─── Document section ───

Obama can't keep pushing climate away.

by Kiley Kroh

President Barack Obama raised expectations for climate action when he said in his election night acceptance speech that “we want our children to live in an America that isn’t threatened by the destructive power of a warming planet.”

But in his first post-election press conference, he backed away, implying that climate must take a back seat to dealing with the country’s economic woes – a distinction echoed by his spokesperson Jay Carney shortly thereafter. The President is exactly right in his first statement and dead wrong in his second.

Sweeping action to address climate change faces enormous political opposition, especially when the economy is the dominant issue of the day. But the reality is that they can be approached simultaneously. In fact, this decision to separate the economy and the environment is a marked reversal from the president’s previous statements.

───

* [Short exercise] Reproduce the commentary on Obama and climate action word for word, from its headline through its final sentence. The entries that follow come from a separate source unrelated to the commentary.

─── Record extracts ───

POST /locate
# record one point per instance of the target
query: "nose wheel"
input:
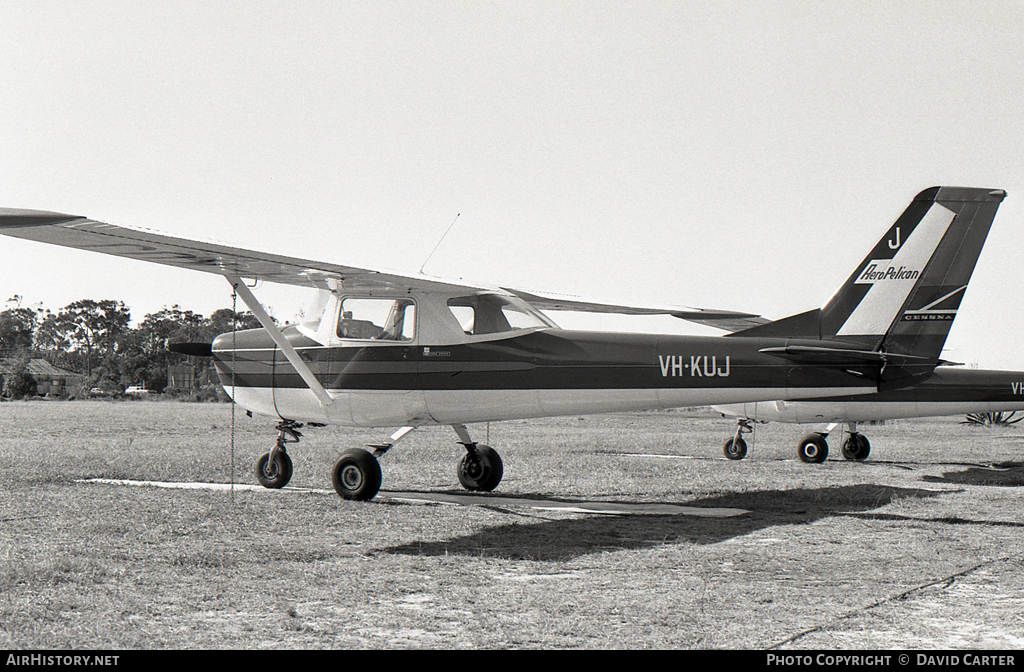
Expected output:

───

* [Expected output]
Obama can't keep pushing climate away.

by Kiley Kroh

President Barack Obama raised expectations for climate action when he said in his election night acceptance speech that “we want our children to live in an America that isn’t threatened by the destructive power of a warming planet.”

But in his first post-election press conference, he backed away, implying that climate must take a back seat to dealing with the country’s economic woes – a distinction echoed by his spokesperson Jay Carney shortly thereafter. The President is exactly right in his first statement and dead wrong in his second.

Sweeping action to address climate change faces enormous political opposition, especially when the economy is the dominant issue of the day. But the reality is that they can be approached simultaneously. In fact, this decision to separate the economy and the environment is a marked reversal from the president’s previous statements.